#### Requirement:
All records are to be retyped faithfully and completely.

#### Dataset entries:
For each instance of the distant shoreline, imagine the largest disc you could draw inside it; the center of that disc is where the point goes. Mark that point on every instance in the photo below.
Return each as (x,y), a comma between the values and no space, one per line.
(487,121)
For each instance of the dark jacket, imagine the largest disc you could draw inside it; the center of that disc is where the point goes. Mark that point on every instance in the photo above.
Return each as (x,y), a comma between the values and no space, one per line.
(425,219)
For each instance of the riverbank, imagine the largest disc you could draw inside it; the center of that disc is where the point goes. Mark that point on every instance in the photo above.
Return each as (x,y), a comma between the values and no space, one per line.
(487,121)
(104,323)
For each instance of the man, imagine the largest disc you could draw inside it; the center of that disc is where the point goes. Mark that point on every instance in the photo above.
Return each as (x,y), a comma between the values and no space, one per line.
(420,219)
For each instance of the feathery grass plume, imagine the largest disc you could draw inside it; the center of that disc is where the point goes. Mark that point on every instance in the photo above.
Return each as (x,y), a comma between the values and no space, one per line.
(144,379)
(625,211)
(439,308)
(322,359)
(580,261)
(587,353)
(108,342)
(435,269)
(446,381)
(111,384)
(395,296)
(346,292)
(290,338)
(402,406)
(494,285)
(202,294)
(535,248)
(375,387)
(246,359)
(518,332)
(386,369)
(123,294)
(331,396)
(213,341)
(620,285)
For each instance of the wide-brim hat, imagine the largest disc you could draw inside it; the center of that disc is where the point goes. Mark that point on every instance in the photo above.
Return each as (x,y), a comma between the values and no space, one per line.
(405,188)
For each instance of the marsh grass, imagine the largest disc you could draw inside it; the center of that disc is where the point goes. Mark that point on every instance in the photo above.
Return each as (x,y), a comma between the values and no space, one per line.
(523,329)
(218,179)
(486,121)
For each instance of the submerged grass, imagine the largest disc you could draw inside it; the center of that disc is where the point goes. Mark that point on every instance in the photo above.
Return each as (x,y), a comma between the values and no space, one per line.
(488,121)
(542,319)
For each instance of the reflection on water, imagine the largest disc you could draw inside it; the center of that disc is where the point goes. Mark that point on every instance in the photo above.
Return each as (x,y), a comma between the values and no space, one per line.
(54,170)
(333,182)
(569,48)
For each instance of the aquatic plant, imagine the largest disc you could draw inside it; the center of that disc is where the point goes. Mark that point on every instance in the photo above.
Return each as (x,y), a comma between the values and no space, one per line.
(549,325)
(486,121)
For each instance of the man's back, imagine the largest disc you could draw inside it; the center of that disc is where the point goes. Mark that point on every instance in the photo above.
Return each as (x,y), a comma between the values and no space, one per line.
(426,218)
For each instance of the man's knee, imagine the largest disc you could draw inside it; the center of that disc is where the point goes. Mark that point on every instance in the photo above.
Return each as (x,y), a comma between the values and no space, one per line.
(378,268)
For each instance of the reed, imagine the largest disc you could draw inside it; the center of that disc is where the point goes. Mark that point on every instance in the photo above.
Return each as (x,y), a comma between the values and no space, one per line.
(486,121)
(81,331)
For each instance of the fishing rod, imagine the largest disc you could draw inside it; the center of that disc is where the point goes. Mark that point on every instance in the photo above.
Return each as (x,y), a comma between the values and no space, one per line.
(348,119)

#### Written response:
For each instance of the distant shoreline, imagine the largest disc you could draw inside it; the center of that disc is where the point goes. Mark that point on every instance in the photo below.
Return each as (x,y), a comma between the values and no space, one per line.
(487,121)
For each instance of the dark jacket, imagine the largest disc you could draw inside it; the center of that disc is where the point goes. Mark that point on every instance in the photo above.
Return each as (x,y), a comma between the values and no space, one per line.
(425,219)
For each instance of the riverbank, imagine the largest disc you could draw inside it; the center of that disc is where the point goes. Mark that point on every instance in the photo above.
Return each as (x,y), a comma between the values and no space, one per line.
(487,121)
(104,323)
For each instance of the man, imagine the largest disc you could draw inside it; the center of that disc is where the point goes. Mark that point on every instance in the photo above.
Return each as (x,y), a comma between the values and no space, one per line.
(420,219)
For each instance of the feathery grass plume, imagine the largest disc you could draw inside it; the center of that disc is where the point goes. Mark that point on every instance in the photo above.
Return each as (x,y), a comma between the values and no space, one per line.
(144,379)
(625,211)
(439,308)
(322,359)
(580,261)
(587,353)
(108,342)
(435,269)
(446,381)
(111,384)
(395,296)
(346,292)
(290,338)
(402,406)
(494,285)
(202,294)
(535,248)
(375,387)
(246,359)
(518,332)
(386,369)
(123,294)
(331,396)
(213,341)
(620,285)
For each instance of the wide-brim hat, imagine the largest disc you could draw inside it; the center of that disc is where the point goes. Mark that point on every instance in the photo above.
Return each as (x,y), a comma between the values and no space, one per line.
(405,188)
For each instance of the marsh grass, imagine the largest disc you could draw inside it; the center of that disc is where the point goes. Mark that point on every instance in the photo above.
Return each as (x,y), a comma between the values and no space, one per line.
(523,329)
(218,179)
(486,121)
For each instance of the submerged grass, imagine the largest disc you could draw inside it; the center of that disc is where the point goes. Mark that point on every instance in the photo above.
Return each as (x,y), a comma between the values and no space, one per line.
(488,121)
(542,319)
For each instance of the reflection on water, imagine the largest disc you could draw inside it; the center of that disc is where the point goes. Mark that point on every instance in the photo above.
Return each as (x,y), a comma between the values and no space, one per line.
(54,170)
(333,182)
(569,48)
For each instance of the aquatic plant, imagine the largest disc you could draw inside it; the center of that disc is where the point goes. Mark that point on every instance in the photo above.
Return each as (x,y), a comma between the values and no space, one per line.
(549,325)
(486,121)
For each instance of the man's back, imagine the largest disc you could draw inside it; the center of that disc is where the point goes. Mark that point on every instance in the photo above.
Return each as (x,y), a comma between the values and no space, one per line.
(426,218)
For each instance of the man's knee, imagine the largest disc you could draw inside it; the center of that disc is where the point goes. Mark that point on every instance in the photo above.
Return each as (x,y), a comma between the values and no space, one per line.
(378,268)
For each instance of the reed, imagine the largest disc you could draw inside it; the center of that disc is where the point goes. Mark that point on every instance in the photo above.
Return each as (x,y), a comma between the values and no space, one per line.
(486,121)
(81,331)
For each instance of the fishing rod, imagine the largest disc you could draw inside it; the center of that disc is where the point goes. Mark that point on every instance in the photo above.
Return each as (x,y), a comma between the values and no space, one per line.
(348,119)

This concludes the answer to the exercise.